Text section:
= Beginning of Section =

On a recent trip to southern Illinois I couldn’t help but notice an incredibly unique native plant whose evergreen foliage is reminiscent of something from the tropics, making it seem so out of place in the winter landscape of Illinois.
Giant cane (Arundinaria gigantea) is Illinois’ only native species of bamboo and one of only three native to our continent. This woody grass has the characteristic look of bamboo, with tall and spindly green stems that are neatly segmented and hollow. Its long, thin leaves occur in tufts near the top of each cane, while lower stems become bare with age to reveal bamboo-looking shoots.
Since it typically occurs in dense stands, called canebrakes, it is quite noticeable in winter along streambanks or in woodland edges or openings. These canebrakes once covered extensive acres of river bottom in southern Illinois and early land survey records noted large, unbroken stands of giant cane with towering stems and dense foliage.
As agricultural production expanded, the areas cane occupied became important and fertile farmland, pushing giant cane out to its current existence in small, usually isolated patches in the edge of farm fields, along streambanks, or in swampy areas.
What was once a dominant plant in many bottomland areas is now reduced to less than 2% of its native range in Illinois.
How Giant Cane Grows
Like other bamboo species, giant cane rarely flowers and when it does, the above-ground stems die back to the ground. Many believe this reproductive strategy is meant to open up light for the germinating seeds as they contact soil. While the mature plant’s root system may resprout, new growth from seeds adds to the canebrake or floats off with floodwaters to potentially colonize new areas.
Since cane is wind-pollinated and currently exists as small isolated populations, when it does flower there is rarely enough genetic diversity in pollen floating around to produce viable seeds. As a result, giant cane primarily spreads by rhizomes, or roots that send up shoots. So, many of the cane patches we see today may be one single plant that has gradually spread over time to form a colony with very little or no genetic diversity. Without the ability to spread viable seeds, cane populations have an incredibly difficult time colonizing new areas.
Cane patches support wildlife
The unique look of a dense, evergreen cane patch may appeal to humans for its tropical wonder, but it also provides a valued and unique habitat structure that supports rare species in Illinois. Perhaps the most noted native fauna cane-breaks support is the state-endangered bird species, the Swainson’s warbler (Limnothlypis swainsonii) which prefers canebrakes for nesting habitat.

= End of Section =

Listed records:
= Beginning of Section =

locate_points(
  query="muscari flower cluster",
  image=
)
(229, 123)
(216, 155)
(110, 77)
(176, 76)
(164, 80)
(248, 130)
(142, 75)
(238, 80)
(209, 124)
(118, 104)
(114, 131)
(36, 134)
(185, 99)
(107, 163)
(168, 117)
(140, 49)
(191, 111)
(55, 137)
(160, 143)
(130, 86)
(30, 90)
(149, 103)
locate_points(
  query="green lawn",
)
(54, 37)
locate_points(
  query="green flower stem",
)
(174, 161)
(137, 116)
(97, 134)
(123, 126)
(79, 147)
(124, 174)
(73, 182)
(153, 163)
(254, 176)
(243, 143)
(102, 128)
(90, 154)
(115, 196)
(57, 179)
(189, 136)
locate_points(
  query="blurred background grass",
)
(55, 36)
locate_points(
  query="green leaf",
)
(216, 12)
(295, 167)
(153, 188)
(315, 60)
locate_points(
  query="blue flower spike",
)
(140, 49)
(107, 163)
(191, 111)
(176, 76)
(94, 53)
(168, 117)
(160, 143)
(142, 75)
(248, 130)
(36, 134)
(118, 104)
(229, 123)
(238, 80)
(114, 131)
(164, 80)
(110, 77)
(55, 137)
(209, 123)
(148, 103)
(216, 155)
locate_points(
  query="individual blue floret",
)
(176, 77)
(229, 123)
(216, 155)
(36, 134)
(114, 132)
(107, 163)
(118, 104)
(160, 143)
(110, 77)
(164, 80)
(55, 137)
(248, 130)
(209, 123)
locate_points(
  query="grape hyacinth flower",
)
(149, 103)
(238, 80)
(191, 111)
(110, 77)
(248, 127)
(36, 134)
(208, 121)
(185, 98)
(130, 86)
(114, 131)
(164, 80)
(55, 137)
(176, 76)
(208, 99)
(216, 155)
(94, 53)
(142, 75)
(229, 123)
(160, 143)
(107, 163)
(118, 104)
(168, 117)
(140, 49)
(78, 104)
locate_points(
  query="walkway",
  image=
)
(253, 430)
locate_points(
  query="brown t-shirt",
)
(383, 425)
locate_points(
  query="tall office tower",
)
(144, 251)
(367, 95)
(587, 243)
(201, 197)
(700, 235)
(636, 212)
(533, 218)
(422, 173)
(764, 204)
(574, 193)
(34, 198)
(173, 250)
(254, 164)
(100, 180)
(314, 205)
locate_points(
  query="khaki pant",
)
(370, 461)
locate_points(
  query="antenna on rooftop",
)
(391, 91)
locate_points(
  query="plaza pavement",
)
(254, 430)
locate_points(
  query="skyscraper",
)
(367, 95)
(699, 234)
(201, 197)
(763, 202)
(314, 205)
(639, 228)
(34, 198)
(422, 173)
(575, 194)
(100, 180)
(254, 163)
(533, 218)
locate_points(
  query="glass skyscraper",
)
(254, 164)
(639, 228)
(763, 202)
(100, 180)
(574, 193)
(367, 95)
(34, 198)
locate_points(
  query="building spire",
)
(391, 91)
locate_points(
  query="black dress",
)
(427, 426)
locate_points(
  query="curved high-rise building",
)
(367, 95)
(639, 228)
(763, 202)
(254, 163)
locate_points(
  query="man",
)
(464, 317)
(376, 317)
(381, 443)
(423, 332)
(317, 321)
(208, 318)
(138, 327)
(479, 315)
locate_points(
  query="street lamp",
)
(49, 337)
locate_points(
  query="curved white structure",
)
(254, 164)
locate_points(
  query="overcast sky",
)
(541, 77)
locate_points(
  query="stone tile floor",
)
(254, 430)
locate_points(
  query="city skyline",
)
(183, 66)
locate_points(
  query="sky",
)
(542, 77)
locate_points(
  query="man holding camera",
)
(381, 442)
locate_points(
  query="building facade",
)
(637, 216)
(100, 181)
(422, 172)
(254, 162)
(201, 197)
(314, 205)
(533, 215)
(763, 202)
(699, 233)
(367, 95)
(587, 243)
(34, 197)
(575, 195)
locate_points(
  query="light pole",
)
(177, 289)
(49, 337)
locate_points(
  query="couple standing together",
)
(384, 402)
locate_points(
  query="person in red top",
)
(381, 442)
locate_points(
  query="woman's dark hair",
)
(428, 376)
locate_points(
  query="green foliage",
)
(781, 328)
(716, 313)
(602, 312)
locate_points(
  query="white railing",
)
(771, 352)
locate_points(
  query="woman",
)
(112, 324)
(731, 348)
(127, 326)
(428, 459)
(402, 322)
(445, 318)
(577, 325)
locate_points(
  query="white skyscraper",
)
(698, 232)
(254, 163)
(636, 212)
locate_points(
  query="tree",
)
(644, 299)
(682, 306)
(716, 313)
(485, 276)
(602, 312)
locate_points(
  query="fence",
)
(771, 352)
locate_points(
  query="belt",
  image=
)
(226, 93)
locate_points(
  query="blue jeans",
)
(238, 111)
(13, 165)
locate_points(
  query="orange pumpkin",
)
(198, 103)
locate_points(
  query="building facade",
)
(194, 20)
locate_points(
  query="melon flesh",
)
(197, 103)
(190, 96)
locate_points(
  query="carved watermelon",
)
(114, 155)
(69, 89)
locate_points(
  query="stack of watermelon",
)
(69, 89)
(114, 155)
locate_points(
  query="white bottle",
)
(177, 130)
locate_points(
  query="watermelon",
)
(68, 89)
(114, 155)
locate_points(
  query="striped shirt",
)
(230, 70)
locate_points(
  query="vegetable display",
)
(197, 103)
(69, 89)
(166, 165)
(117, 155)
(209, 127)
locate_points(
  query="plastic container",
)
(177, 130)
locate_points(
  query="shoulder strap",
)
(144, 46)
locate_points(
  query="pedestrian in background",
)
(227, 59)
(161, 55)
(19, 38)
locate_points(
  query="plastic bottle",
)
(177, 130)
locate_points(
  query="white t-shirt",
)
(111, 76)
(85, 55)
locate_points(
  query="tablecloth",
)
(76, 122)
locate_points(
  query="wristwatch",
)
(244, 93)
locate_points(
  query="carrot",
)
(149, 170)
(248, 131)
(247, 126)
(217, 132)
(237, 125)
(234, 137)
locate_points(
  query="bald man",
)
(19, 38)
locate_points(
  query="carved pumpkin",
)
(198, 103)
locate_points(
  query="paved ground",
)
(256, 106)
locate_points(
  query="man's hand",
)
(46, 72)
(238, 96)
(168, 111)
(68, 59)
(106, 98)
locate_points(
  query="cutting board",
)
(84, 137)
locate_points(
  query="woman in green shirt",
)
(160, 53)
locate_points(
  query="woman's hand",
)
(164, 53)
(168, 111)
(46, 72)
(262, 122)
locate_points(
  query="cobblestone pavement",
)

= End of Section =

Your goal: Condense the paragraph of the giant cane text that begins "Since cane is wind-pollinated" into a short bulleted list that keeps its main facts. The data was drawn from a separate source unrelated to the giant cane text.

Task response:
- Giant cane is wind-pollinated and now grows in small, isolated populations.
- When it flowers, there is rarely enough genetic diversity in the pollen to produce viable seeds.
- It therefore spreads mainly by rhizomes, roots that send up shoots.
- Many present-day cane patches may be a single plant that has spread into a colony with little or no genetic diversity.
- Without viable seeds, cane populations have great difficulty colonizing new areas.